#### Direction A
In the Bills quarterback article, which two quarterbacks make up the combination Buffalo might otherwise start the season with?
#### Direction B
Return the passage of the Bills quarterback article from "Geno Smith? Matt" to "and Aaron Corp.", copied word for word.

#### Extract to read

═══

Text
Facebook TwitterText
Share This: |

Posted: Friday, 22 March 2013 1:02PM

Is a Round 1 Bills QB a guarantee?



In a down year for quarterbacks in the draft, the Buffalo Bills have the unenviable task of trying to figure out which of this year's crop will not only be their next franchise quarterback, but the next big thing in the NFL as well.

Geno Smith? Matt Barkley? Ryan Nassib? Tyler Wilson? Mike Glennon? Tyler Bray? E.J. Manuel?Zac Dysert? Matt Scott? Landry Jones?

Choose any one of those names, and it's likely to whet the palate for Bills fans much more than the concept of going in to the season with a combination of Tarvaris Jackson and Aaron Corp.

Most believe that the Bills will take a quarterback at some point in the first three rounds, with many eyeing down their first round pick at eighth overall as the designated spot to draft their signal caller.

Will it actually happen though?

It's a complex answer that subscribes to two lines of thinking and the one that GM Buddy Nix follows is certainly unknown at this point in time.

The first way of going about their draft business would be to take the quarterback they like at eighth overall, no questions asked.

═══

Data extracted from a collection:
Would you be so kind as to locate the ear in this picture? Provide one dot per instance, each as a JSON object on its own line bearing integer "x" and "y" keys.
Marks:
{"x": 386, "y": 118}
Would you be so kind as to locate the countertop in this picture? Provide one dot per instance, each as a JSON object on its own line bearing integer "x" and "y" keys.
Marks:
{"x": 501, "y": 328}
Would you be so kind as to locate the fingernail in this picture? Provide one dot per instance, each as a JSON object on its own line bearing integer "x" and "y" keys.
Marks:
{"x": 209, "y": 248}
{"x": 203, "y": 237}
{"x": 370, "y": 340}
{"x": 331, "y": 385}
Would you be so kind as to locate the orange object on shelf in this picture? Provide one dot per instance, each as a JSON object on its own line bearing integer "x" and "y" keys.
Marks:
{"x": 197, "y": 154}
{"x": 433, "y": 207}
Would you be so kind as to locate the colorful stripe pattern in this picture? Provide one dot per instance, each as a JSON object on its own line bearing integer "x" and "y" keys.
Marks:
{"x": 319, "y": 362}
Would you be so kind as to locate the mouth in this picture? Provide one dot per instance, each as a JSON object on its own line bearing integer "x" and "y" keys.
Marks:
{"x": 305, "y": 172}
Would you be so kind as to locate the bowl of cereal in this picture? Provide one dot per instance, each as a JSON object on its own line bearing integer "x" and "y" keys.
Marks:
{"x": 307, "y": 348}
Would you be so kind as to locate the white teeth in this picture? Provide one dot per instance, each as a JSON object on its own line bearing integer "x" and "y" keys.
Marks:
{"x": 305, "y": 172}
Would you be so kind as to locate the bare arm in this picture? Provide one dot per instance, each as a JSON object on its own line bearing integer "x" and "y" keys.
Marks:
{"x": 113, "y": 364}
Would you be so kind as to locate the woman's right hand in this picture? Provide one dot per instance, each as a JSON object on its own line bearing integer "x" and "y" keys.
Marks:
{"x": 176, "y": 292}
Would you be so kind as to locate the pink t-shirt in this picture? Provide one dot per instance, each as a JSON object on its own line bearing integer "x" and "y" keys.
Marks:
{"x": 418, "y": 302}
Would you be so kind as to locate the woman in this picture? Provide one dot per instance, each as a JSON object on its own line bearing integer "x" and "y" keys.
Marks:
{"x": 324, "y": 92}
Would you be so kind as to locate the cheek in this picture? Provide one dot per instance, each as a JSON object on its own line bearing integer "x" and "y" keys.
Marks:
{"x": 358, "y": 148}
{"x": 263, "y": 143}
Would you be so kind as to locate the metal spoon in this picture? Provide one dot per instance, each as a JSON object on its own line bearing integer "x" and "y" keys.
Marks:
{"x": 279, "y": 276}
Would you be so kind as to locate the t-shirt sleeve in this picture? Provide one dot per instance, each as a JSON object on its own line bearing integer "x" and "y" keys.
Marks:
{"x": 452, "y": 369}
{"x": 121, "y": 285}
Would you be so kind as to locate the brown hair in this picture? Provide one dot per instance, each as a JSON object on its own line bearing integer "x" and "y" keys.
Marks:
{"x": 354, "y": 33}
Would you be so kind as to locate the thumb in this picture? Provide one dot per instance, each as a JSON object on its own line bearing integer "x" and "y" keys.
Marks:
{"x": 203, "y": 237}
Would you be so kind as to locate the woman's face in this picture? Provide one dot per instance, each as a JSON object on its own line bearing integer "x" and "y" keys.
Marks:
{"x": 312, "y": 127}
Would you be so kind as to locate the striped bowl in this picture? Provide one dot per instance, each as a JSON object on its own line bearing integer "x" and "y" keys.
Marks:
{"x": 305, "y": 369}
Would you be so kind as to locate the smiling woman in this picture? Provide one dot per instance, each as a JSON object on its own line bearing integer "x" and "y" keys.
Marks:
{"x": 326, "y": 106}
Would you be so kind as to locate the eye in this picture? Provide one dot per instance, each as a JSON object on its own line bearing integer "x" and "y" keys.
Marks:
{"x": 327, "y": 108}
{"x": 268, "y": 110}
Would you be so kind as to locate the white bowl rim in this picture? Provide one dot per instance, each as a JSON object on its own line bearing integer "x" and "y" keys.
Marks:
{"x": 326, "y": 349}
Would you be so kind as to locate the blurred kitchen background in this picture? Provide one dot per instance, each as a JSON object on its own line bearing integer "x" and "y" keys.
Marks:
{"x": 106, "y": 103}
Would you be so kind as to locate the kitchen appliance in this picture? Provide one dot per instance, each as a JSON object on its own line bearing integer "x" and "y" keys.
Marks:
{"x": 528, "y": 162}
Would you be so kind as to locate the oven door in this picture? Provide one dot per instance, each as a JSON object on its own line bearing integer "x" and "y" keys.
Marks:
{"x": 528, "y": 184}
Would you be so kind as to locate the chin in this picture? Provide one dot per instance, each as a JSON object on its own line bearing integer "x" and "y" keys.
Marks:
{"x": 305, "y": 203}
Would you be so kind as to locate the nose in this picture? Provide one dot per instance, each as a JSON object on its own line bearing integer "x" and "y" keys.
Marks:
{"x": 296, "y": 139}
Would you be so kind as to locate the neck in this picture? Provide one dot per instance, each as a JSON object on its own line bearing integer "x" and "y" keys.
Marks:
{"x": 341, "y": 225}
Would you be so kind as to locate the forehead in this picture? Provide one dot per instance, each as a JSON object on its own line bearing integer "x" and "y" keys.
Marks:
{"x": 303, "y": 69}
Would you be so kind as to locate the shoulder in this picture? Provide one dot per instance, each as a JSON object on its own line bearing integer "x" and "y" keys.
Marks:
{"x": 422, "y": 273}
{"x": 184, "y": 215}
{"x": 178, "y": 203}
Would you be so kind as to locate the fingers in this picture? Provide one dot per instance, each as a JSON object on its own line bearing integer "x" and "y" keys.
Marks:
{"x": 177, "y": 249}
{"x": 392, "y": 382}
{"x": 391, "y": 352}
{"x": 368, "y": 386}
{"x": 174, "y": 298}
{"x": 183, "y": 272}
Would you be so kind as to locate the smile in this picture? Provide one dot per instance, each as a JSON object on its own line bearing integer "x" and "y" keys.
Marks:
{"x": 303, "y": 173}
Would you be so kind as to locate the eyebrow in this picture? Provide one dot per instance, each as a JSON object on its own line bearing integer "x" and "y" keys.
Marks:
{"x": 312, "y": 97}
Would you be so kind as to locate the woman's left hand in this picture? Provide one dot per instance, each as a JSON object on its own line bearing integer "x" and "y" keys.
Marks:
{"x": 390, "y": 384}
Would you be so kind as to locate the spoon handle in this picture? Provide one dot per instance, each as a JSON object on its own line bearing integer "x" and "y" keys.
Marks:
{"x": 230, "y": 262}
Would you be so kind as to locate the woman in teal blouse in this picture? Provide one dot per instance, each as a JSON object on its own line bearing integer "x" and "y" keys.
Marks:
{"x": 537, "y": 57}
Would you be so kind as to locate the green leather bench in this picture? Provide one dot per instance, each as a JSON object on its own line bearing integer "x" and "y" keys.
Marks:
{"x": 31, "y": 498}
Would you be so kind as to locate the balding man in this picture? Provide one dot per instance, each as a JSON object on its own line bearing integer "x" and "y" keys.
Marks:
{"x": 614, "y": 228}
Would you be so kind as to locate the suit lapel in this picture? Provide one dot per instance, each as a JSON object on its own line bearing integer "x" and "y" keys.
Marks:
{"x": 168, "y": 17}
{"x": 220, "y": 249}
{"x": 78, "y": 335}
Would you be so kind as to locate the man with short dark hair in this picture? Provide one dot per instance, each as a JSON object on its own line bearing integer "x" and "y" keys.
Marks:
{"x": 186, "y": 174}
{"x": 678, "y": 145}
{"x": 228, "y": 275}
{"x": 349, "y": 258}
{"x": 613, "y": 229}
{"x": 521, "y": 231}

═══

#### Task answer A
Tarvaris Jackson and Aaron Corp.

#### Task answer B
Geno Smith? Matt Barkley? Ryan Nassib? Tyler Wilson? Mike Glennon? Tyler Bray? E.J. Manuel?Zac Dysert? Matt Scott? Landry Jones?

Choose any one of those names, and it's likely to whet the palate for Bills fans much more than the concept of going in to the season with a combination of Tarvaris Jackson and Aaron Corp.